# Exercise description
Lines before the one containing "[locate] cabinet door" are excluded; print that line and every line after it through the end of the material below, exactly.

# Data section
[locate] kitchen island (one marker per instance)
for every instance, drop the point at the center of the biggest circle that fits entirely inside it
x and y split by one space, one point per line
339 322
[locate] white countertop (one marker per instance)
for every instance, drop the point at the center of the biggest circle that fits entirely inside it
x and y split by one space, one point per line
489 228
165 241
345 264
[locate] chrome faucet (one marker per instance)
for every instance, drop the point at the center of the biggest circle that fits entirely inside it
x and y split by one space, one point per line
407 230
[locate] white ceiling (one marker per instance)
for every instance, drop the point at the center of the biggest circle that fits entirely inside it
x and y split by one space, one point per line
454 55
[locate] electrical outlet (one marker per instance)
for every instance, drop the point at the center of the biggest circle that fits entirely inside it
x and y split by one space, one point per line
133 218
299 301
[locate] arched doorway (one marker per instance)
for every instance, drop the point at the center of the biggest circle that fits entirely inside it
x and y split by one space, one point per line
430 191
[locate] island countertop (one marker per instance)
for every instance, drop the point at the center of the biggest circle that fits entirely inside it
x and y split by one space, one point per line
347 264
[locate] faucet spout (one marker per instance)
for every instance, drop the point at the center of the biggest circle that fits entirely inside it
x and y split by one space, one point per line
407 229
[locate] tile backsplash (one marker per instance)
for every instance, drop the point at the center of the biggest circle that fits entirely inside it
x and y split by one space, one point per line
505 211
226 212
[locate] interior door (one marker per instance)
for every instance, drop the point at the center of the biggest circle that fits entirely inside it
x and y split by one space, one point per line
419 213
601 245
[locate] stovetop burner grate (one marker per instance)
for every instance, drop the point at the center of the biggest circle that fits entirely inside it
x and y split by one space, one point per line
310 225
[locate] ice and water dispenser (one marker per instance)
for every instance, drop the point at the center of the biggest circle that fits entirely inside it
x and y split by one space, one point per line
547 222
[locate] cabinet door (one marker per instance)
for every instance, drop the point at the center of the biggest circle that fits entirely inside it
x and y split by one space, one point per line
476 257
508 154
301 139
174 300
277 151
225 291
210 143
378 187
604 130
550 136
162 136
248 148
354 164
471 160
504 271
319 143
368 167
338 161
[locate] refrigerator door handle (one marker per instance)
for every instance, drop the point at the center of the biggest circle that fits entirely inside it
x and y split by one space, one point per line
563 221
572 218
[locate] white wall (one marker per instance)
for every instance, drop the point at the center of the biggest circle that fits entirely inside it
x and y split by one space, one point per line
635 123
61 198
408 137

# Solved exercise
[locate] cabinet door (one marker per instance)
for every instance, drop the point at the center of the biggest circle that fits entirely inside it
x and y split by one space, one point per line
476 257
508 154
301 139
174 300
277 151
225 291
210 143
378 187
604 130
550 136
162 136
248 148
354 164
471 160
504 271
319 143
368 167
338 161
[locate] refrigerator door handle (one marker per instance)
for every instance, drop the point at the center of the biggest circle that fits entirely inside it
x and y split by one space, one point per line
563 221
572 218
[locate] white wall (one marker per instance)
for every instance, drop the point at the center of the biggest circle that fits entirely inside it
x and y split by one space, one point per line
635 123
61 198
408 137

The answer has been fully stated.